## Prompt 1
In the passage on baby sleep aids, by how much do Sposie Diaper Booster Pads increase a diaper's absorbency?
## Prompt 2
Continue the passage on baby sleep aids from where it stops.

## Given text

↓↓↓

Once you’ve decided on what sleep routine and schedule that works for you and your family (whether that is co-sleeping or sharing a room or placing baby in a crib in his/her own room), the goal is typically to stretch out baby’s night time sleeping. Regardless of what sleep method you’re choosing, here are things are great sleep aids for baby:
–Use white noise. I highly recommend this! My boys are five and still love their white noise. We have a white noise machine specifically designed for babies/kids.
–Swaddling. Invest in a few swaddle blankets. My boys loved being swaddled and would sleep longer when they were swaddled.
–A dry baby is a happy baby. Even with frequent diaper changes (and diaper changes when the boys’ would wake to eat), sometimes the boys would leak through their diapers and onto their pajamas and then onto their swaddle blankets. This happened even when they had on diapers their size. I tried a diaper a size up, but then the diaper would be a bit too loose around the legs. Sposie Diaper Booster Pads are a lifesaver for this!
They prevent diaper doubling or sizing up by stopping diaper leaks at the source. Sposie Diaper Booster Pads can be used with your favorite diaper brand. Place a pad in the diaper and adjust.
They work for boys and girls alike and are great for overnight protection. Sposie Diaper Booster Pads increase the absorbency of the diaper by a cup of fluid.

↑↑↑

## Records supplied
↓↓↓

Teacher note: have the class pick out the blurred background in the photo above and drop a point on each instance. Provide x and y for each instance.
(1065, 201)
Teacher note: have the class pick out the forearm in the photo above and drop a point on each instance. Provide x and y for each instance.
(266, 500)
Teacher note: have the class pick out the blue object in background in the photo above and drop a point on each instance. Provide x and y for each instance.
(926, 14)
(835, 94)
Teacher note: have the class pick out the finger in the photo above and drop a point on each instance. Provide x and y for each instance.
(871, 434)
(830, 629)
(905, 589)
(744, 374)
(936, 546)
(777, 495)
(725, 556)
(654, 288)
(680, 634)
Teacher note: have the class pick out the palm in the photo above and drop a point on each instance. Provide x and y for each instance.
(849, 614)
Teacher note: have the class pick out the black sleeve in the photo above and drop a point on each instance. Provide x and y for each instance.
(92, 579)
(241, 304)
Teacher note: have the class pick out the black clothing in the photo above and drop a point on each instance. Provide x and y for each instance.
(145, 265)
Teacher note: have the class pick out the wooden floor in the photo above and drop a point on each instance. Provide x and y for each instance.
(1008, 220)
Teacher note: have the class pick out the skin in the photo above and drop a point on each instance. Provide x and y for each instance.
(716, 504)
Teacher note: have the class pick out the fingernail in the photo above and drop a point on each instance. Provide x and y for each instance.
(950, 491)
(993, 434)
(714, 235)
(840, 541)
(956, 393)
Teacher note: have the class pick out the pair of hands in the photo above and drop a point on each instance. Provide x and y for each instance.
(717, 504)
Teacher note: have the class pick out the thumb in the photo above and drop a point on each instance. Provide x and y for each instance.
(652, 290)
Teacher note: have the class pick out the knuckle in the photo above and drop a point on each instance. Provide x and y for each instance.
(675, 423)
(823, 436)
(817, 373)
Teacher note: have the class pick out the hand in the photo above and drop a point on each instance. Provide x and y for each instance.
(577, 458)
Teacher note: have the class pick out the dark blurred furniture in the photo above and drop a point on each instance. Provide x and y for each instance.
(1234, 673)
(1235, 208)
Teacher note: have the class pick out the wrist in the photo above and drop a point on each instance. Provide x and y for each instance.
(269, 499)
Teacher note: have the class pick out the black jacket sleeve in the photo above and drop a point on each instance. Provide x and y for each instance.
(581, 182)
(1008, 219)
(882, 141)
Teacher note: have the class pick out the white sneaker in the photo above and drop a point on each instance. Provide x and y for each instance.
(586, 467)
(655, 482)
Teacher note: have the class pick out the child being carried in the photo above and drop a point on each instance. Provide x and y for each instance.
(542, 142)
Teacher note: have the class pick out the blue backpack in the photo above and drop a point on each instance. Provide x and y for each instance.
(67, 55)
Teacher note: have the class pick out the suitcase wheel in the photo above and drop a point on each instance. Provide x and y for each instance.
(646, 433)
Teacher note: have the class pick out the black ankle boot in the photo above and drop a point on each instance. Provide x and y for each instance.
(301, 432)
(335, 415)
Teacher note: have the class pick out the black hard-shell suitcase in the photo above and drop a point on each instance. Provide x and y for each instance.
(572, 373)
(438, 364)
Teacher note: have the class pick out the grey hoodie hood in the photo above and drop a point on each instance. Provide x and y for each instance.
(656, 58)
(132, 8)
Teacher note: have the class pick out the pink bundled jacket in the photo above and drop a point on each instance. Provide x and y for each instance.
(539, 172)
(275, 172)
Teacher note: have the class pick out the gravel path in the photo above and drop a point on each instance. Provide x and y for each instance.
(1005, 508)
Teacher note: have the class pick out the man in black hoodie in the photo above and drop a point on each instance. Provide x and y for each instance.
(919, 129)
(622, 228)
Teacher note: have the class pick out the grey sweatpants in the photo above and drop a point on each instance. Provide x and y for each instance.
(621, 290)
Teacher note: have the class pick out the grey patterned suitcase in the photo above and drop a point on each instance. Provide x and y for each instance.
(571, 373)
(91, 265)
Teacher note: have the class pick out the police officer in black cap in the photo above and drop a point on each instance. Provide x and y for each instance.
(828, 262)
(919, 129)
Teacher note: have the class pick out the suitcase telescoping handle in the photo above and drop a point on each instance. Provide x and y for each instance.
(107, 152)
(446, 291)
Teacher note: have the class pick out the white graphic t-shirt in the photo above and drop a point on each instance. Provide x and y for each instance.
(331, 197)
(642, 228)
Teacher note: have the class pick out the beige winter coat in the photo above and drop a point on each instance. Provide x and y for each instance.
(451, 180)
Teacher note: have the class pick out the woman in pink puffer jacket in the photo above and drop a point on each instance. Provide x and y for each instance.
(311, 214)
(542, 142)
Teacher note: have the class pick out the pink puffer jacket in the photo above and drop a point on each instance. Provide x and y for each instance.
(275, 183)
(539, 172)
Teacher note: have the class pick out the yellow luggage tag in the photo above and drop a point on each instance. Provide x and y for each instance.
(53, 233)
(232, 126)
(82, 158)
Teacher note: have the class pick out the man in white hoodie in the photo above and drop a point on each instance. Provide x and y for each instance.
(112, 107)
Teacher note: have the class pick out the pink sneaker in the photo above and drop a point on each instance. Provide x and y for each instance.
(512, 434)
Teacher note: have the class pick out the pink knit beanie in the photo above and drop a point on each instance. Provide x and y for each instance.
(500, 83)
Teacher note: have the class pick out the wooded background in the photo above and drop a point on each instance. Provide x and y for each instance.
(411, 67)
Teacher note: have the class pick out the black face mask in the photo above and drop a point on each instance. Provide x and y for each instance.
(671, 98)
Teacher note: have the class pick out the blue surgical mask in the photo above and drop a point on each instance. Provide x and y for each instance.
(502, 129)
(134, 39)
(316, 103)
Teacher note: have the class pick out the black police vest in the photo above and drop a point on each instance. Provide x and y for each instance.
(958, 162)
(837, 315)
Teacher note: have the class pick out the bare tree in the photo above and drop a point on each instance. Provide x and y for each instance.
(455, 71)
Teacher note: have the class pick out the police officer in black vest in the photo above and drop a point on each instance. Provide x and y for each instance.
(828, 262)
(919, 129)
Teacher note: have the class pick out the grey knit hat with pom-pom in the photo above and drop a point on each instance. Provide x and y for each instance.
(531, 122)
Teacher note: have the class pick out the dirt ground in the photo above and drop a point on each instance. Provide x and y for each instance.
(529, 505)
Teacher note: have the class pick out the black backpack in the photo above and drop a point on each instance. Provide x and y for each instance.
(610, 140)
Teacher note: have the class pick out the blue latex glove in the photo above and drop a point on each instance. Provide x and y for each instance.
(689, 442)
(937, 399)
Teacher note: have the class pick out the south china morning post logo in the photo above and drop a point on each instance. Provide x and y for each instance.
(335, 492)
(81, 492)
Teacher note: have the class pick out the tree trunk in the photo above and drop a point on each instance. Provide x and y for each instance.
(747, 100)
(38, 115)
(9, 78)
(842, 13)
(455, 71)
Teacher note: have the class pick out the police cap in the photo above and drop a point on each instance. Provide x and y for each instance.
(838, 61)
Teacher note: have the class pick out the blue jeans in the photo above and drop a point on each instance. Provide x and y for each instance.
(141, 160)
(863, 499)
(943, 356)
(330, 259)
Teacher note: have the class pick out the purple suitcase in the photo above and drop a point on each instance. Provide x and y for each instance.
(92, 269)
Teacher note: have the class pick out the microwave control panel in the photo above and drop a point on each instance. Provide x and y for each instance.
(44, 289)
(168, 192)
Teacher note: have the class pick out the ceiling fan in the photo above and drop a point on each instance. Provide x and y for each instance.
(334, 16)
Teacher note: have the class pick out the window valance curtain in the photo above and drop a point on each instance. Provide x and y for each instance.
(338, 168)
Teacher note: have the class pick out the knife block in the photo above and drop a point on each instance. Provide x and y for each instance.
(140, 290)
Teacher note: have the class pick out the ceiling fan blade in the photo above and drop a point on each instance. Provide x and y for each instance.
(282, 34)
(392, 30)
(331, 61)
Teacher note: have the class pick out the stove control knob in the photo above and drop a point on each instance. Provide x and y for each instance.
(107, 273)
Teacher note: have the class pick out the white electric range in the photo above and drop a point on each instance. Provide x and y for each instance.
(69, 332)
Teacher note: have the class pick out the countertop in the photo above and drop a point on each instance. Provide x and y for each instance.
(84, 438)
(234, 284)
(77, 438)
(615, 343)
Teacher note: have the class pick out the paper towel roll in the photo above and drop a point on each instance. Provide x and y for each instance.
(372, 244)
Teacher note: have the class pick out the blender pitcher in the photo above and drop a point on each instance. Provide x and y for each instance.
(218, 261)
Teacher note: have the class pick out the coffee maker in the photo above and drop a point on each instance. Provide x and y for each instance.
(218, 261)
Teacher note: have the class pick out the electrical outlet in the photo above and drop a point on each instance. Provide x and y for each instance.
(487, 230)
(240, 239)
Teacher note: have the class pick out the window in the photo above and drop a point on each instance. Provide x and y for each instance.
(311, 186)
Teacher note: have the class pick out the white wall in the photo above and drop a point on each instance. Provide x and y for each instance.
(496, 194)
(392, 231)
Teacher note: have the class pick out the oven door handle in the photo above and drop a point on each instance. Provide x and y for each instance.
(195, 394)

↑↑↑

## Response box 1
By a cup of fluid.

## Response box 2
Even if your little ones are out of the diapering stage, Sposie Diaper Booster Pads are great additions to a baby shower gift. I grabbed some for a friend of mine who is due soon.
Psstt…if you are looking for Sposie Diaper Booster Pads, find them on the aisle with your favorite diaper.
–Start a nighttime routine. A bath, baby lotion, and a book are a great place to start. Give baby cues that bedtime is approaching by following the routine nightly.
–Earlier habits are easier. If you have a desired outcome- for instance, if you want baby to sleep in his or her own crib rather than a co-sleeper by your bed- the earlier that you start this, the easier it will be for baby to get used to it.
–Break any bad habits by weaning. If you’ve started any bad habits that you want to break, trying weaning. For instance, I had gotten into a bad habit of letting one of my triplets fall asleep in the swing. Getting him to sleep without the swing was practically impossible! I started weaning him a little at a time (by decreasing the speed of the swing and then the amount of time in the swing until he no longer needed to swing). Trying to break a baby cold turkey typically involves a lot of crying, so while weaning may take longer, it will be a more peaceful option.